Of course, this is only a preliminary study – it's one of the first to test how sleep affects high-level decision-making. And while the study subjects were up for two consecutive days, in real world situations people are more likely to get inadequate sleep over a long period of time, rather than no sleep over a short period.

Previous studies have shown that the effects of chronic sleep loss are similar to the acute sleep deprivation the subjects of this study experienced, Whitney says.

"It's hard to simulate in a lab the kind of decisionmaking that is predictive of what happens in a natural, real-world situation," says Charles Czeisler, head of the Division of Sleep and Circadian Disorders at Brigham and Women's Hospital and chairman of the board of the National Sleep Foundation, who wasn't involved in the recent research. "But this study does a really good job of getting at that."

[Entries listed in a dataset]
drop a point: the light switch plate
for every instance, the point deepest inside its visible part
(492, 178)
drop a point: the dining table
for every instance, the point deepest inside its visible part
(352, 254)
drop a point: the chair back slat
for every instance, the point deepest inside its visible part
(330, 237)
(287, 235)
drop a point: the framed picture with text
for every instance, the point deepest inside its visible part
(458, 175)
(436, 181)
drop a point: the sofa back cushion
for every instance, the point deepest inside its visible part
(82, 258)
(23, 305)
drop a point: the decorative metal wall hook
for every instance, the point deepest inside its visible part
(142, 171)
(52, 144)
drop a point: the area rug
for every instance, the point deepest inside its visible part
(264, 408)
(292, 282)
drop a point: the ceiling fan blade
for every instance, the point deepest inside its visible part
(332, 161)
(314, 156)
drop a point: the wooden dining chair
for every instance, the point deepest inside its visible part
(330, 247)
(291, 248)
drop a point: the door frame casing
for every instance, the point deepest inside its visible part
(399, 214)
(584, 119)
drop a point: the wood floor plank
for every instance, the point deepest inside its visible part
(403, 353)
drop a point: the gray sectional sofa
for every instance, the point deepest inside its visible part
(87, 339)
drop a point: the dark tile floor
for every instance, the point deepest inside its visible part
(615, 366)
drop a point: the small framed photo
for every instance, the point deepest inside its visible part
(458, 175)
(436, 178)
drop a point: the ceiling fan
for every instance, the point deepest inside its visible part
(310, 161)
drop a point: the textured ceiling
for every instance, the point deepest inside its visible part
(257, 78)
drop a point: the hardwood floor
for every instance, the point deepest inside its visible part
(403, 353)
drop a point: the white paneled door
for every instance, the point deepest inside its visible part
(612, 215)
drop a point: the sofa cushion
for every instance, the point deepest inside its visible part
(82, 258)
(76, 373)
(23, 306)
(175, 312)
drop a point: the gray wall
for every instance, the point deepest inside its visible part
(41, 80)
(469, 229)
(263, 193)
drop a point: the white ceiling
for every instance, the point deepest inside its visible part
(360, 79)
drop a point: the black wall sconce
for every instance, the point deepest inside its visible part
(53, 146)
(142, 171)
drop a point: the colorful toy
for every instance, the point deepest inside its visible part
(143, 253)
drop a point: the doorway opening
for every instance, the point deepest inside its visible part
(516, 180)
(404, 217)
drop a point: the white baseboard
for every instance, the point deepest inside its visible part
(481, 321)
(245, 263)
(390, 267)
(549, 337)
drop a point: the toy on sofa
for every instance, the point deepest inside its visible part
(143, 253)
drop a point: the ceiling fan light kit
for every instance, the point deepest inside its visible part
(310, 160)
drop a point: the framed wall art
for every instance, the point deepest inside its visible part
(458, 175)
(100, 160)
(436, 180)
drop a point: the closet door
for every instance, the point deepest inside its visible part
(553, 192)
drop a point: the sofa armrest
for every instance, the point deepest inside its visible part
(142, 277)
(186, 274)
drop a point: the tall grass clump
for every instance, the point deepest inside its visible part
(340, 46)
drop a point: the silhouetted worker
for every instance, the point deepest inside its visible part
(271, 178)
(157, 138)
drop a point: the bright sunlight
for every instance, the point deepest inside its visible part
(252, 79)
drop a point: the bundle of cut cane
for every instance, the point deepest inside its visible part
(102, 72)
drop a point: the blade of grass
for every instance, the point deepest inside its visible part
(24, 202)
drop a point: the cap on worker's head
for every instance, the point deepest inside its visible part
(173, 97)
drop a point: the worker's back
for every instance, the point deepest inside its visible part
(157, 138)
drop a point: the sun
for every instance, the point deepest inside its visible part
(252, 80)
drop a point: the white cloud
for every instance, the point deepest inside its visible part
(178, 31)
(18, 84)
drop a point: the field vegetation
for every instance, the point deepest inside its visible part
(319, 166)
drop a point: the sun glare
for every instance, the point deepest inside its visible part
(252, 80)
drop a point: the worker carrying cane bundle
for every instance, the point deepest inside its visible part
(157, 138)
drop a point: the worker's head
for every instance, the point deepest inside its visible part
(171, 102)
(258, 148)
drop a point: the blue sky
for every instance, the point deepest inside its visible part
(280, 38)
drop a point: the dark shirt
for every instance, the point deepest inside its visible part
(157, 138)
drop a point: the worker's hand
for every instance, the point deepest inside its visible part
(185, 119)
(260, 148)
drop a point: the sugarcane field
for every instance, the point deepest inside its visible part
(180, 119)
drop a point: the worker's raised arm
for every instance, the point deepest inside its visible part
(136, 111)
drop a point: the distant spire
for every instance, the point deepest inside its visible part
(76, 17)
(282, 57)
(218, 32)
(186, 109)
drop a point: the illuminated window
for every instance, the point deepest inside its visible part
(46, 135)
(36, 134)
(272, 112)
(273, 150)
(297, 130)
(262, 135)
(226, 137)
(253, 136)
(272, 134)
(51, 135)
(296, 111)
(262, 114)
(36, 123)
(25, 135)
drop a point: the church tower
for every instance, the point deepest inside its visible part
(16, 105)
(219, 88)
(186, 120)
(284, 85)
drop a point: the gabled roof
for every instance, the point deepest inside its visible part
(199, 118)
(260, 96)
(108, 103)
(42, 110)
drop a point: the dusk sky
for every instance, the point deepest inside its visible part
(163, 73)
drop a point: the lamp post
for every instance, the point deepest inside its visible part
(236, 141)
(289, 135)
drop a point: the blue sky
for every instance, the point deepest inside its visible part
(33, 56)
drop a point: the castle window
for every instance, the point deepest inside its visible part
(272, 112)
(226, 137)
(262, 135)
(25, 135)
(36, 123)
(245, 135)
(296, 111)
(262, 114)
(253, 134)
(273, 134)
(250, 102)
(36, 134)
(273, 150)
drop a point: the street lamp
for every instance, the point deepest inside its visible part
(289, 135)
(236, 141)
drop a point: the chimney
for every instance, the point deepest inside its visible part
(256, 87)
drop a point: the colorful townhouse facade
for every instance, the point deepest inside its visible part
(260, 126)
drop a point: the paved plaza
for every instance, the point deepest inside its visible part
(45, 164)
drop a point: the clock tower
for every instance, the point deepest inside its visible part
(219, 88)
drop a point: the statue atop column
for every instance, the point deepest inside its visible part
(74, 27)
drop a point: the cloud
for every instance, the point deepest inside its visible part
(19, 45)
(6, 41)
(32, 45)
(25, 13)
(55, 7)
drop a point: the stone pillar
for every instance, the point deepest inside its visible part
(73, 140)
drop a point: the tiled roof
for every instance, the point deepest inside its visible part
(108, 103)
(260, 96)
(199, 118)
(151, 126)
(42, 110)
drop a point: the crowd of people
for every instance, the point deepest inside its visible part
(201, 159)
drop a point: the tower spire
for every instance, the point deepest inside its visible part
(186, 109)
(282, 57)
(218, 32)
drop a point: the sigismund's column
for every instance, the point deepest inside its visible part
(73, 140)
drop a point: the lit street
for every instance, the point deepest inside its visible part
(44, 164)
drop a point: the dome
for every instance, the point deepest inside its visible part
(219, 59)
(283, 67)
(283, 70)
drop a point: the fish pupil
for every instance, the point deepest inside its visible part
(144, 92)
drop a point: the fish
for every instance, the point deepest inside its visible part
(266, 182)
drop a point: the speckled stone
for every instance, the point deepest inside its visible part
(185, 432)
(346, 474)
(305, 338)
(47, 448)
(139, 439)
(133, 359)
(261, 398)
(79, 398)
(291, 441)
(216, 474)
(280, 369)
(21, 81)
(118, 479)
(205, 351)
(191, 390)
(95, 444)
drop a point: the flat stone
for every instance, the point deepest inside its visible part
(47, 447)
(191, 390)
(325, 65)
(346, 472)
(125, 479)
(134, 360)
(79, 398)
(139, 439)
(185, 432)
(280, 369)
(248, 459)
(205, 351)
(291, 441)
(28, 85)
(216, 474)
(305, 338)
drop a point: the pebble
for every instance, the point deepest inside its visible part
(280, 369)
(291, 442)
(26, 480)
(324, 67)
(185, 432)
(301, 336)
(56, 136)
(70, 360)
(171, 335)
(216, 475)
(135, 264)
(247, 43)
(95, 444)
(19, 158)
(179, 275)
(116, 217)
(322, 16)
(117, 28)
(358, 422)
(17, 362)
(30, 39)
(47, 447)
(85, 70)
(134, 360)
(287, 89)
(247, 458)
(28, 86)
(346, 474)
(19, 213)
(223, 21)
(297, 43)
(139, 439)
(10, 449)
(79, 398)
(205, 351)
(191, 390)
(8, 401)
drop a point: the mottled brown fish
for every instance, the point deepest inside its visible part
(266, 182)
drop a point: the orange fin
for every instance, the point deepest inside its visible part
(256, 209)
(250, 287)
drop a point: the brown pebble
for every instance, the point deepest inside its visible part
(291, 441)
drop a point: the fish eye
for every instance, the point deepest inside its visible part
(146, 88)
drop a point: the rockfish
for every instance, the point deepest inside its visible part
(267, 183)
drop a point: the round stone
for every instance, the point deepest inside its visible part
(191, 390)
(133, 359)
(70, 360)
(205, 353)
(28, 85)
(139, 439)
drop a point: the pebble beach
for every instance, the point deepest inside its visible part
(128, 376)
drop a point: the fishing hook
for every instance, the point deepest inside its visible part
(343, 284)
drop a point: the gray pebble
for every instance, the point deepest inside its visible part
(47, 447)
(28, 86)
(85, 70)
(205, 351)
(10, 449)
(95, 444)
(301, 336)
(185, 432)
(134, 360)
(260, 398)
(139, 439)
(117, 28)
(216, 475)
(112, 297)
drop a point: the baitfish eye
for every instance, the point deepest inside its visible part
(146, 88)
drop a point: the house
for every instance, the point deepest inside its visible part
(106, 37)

TASK DETAILS
Continue the passage on sleep loss and decision-making, starting after its final sentence. The entries are not required for the work that follows.

SOLVED PROBLEM
It scientifically proves what we've known for a while – in high-stakes situations, sleep loss can be disastrous. "There have been many situations throughout history, particularly in military battles, where very highly capable individuals made mistakes when they were exhausted," Czeisler says. "This shows that when we practice disaster preparedness, we should think about how are we're going to rotate command and control."

And sleep is important even when you're not making life-or-death decisions, he adds. "People are increasingly burning the candle at both ends. And that's really not a good idea. It can even be dangerous."